Challenge >>
Report each line of the material below that contains the word "photo", copying every such line in full.
BEGIN Input rows
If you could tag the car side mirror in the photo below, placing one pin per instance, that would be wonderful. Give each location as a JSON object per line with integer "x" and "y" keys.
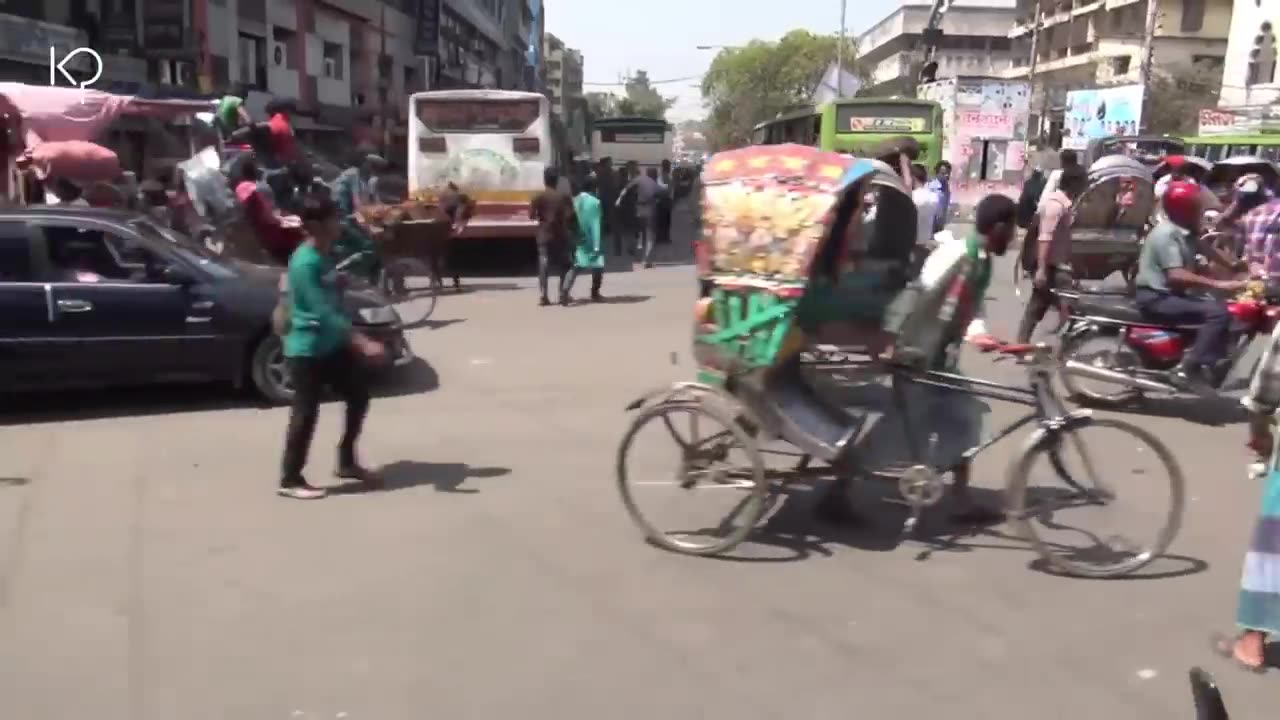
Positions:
END Input rows
BEGIN Input rows
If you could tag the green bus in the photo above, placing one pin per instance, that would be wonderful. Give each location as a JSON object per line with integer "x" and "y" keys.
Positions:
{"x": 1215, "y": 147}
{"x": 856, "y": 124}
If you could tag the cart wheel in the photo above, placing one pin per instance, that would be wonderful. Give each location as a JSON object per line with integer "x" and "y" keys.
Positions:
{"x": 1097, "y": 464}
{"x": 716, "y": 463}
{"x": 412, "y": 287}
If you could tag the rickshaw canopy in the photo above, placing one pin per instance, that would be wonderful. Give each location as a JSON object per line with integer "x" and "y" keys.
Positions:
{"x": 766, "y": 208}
END Input rows
Exercise answer >>
If you could tag the car side mirror in the photo below, placing one pin per instance, that would be wonderful. Give each location as a JSON object per line with integer "x" and "y" keys.
If you could tag the green bus in the photo above, placing one pin per instance, that would be wonderful. Give each location as a JSON object per line with integer "x" and "y" keys.
If you could tag the cart wheel in the photo above, placing one pin per instance, that would be wonderful. Give each location as a JSON object per line with integer "x" and "y" keys.
If you could tag the rickshaw canopy in the photo above, placing one pin per instance, that would be wonderful. Give each location as a JSON object per line with integer "x" and "y" keys.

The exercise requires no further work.